◆ Action item:
The stretch from the line with "Reviewer note: see that each instance of the hilltop" through the line with "Reviewer note: see that each instance of the white cloud" in the records below: write it out exactly, and nothing else.

(Beginning of Records supplied)

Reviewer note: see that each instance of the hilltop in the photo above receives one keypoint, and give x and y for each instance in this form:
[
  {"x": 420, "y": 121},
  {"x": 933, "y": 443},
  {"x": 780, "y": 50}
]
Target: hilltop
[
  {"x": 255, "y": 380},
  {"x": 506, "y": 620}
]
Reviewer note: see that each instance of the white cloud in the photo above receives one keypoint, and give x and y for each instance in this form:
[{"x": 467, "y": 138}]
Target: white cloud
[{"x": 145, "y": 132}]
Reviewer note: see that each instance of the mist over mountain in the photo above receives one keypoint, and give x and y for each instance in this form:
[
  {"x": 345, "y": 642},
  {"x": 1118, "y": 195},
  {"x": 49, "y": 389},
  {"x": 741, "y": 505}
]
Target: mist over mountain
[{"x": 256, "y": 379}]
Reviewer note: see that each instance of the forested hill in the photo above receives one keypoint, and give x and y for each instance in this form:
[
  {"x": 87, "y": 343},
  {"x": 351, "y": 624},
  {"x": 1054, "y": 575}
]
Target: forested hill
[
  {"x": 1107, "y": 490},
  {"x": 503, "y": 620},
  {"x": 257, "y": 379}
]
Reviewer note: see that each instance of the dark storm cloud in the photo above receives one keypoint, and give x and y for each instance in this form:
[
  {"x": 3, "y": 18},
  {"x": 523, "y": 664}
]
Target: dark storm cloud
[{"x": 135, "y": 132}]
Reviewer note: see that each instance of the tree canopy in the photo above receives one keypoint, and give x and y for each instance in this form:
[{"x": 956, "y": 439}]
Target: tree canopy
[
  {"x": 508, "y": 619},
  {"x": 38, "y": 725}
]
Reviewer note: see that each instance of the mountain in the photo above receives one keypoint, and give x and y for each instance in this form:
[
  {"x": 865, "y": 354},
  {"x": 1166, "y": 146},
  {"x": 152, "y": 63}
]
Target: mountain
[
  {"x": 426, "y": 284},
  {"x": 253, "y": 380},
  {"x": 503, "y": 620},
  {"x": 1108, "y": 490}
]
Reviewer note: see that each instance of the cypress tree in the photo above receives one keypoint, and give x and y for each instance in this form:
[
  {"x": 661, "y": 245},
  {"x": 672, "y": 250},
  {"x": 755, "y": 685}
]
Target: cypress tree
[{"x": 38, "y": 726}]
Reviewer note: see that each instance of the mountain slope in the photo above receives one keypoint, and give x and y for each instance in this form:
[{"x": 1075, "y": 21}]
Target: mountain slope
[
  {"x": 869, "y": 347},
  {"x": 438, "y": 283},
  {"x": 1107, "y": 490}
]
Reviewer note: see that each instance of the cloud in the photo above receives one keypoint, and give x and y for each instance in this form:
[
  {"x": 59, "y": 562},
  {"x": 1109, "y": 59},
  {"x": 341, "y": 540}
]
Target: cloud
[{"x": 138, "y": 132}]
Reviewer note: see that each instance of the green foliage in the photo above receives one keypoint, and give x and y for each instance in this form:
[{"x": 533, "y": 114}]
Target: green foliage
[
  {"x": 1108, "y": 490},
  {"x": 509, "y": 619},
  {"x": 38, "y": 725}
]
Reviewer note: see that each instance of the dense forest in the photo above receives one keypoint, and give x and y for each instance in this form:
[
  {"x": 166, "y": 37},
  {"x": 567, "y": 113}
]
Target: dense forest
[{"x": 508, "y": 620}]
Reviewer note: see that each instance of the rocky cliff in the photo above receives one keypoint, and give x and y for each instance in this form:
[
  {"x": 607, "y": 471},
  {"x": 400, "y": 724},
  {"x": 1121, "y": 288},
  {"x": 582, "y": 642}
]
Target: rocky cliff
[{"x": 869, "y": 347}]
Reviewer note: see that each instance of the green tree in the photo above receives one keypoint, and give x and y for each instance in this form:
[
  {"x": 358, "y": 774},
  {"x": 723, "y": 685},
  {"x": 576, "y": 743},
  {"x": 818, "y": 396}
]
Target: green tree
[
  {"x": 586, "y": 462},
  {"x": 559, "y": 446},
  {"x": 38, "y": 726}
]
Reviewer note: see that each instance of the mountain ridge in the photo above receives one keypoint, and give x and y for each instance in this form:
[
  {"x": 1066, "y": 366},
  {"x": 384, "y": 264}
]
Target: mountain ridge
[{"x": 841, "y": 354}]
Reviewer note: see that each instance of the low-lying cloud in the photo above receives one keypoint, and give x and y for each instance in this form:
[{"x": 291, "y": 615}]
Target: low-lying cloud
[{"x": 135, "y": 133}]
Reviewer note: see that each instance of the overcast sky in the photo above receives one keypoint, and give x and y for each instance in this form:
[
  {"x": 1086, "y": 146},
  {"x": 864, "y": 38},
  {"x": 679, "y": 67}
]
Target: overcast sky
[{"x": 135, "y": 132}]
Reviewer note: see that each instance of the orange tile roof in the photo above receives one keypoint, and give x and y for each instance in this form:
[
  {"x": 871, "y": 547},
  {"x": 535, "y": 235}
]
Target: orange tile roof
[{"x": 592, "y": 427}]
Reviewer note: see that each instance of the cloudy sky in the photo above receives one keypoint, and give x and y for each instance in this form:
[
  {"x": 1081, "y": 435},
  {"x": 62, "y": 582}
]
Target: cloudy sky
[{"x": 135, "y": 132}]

(End of Records supplied)
(Beginning of Records supplied)

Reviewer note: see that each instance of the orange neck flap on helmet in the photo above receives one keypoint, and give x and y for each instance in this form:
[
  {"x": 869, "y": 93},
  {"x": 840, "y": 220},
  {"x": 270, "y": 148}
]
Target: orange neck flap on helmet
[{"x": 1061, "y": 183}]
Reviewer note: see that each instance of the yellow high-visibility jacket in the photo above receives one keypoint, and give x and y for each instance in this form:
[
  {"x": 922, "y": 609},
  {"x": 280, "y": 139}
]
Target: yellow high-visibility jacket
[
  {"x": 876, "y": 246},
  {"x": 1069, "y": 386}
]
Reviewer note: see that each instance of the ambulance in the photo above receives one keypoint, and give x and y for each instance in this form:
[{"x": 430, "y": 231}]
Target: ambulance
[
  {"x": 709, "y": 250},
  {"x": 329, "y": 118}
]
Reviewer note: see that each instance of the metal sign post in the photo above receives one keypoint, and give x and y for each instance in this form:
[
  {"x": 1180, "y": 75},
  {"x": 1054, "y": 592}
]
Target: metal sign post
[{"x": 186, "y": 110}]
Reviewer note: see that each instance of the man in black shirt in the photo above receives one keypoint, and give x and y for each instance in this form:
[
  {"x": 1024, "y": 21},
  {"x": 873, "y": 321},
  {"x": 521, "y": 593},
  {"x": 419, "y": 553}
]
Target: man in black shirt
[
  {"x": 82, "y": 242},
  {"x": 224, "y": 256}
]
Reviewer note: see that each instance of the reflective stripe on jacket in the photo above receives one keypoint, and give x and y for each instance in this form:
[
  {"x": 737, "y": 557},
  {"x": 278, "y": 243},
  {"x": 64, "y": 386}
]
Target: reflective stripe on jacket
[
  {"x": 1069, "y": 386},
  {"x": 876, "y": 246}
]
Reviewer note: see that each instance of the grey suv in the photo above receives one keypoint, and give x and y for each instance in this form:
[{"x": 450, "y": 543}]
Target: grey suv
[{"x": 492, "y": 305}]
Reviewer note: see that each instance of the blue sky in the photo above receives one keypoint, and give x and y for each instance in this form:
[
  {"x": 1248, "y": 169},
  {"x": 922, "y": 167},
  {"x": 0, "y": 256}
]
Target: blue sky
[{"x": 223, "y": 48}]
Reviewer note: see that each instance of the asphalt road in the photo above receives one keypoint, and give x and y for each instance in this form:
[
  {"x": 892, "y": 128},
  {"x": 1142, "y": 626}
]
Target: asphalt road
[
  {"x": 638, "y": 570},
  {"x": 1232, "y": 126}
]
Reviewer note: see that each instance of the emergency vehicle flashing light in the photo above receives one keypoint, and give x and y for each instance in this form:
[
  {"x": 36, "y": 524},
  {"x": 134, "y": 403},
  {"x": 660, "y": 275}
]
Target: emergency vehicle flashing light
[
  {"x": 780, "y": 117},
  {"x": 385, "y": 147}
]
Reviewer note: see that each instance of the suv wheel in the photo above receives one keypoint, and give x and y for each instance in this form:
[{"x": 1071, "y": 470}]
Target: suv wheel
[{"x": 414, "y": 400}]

(End of Records supplied)
(Beginning of Records supplied)

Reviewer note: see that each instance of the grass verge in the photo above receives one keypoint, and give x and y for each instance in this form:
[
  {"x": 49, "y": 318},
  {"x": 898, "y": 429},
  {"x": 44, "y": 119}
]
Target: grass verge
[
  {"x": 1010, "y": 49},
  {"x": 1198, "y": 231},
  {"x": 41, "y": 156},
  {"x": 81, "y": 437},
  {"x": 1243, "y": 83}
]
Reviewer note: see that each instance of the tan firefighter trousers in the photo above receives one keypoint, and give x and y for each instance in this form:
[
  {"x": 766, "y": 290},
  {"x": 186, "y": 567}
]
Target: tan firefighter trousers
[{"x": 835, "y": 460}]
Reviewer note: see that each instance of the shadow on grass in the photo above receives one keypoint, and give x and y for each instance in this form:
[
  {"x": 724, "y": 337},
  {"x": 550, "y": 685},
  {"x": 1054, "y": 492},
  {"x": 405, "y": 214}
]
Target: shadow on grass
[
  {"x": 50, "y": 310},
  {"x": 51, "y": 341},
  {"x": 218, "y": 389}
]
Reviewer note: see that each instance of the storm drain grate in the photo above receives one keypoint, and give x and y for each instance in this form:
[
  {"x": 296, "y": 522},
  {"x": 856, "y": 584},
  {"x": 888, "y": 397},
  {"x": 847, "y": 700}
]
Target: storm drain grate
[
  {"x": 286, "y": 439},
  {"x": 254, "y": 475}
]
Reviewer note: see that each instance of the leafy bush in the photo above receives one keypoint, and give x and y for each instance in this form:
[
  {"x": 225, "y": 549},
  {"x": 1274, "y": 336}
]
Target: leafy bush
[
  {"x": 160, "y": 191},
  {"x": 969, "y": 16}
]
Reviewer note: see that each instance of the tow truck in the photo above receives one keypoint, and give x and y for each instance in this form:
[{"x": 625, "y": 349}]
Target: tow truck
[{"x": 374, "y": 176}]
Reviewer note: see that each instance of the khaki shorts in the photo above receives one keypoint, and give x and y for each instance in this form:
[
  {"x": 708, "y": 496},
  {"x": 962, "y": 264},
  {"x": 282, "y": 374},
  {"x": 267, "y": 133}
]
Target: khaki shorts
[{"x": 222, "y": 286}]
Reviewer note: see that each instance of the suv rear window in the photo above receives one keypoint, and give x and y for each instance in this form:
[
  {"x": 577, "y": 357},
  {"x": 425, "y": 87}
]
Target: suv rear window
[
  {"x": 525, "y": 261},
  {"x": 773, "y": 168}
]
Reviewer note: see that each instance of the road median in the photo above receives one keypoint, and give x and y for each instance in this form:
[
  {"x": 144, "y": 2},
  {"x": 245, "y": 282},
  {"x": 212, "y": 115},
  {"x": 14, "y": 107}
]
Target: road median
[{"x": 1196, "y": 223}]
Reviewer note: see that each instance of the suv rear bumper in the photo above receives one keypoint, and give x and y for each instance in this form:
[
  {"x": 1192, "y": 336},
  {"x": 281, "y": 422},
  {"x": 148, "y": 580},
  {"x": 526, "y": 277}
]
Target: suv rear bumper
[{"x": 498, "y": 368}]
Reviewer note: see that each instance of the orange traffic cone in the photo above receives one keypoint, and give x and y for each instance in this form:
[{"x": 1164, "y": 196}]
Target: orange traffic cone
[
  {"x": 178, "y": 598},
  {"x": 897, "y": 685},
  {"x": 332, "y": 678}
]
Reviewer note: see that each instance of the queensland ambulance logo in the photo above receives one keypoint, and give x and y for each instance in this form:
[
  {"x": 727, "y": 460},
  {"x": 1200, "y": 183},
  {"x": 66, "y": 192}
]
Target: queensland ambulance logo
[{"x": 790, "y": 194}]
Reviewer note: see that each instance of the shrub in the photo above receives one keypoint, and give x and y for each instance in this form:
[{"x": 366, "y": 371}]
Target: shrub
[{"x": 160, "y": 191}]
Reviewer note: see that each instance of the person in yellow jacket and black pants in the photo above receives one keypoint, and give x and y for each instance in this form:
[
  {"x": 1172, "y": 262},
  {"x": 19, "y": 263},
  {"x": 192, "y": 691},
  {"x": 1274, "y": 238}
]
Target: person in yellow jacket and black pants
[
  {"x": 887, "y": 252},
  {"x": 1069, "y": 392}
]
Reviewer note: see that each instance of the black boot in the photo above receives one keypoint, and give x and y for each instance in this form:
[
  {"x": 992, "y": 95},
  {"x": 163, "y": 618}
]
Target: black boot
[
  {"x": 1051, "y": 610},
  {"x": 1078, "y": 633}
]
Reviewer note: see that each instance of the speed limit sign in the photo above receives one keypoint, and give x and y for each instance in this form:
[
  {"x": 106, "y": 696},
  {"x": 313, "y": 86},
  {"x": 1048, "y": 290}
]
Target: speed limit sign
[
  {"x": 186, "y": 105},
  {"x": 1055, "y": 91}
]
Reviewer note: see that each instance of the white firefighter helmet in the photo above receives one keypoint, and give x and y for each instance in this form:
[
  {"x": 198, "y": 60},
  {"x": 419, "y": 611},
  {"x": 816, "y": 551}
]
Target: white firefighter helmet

(End of Records supplied)

◆ Exercise answer:
Reviewer note: see that each instance of the hilltop in the photo above receives one keypoint, and give x and y for each instance in this form:
[
  {"x": 420, "y": 121},
  {"x": 933, "y": 443},
  {"x": 780, "y": 50}
]
Target: hilltop
[
  {"x": 255, "y": 380},
  {"x": 506, "y": 620}
]
Reviewer note: see that each instance of the white cloud in the photo above receives one keypoint, and give x and y for each instance in this form:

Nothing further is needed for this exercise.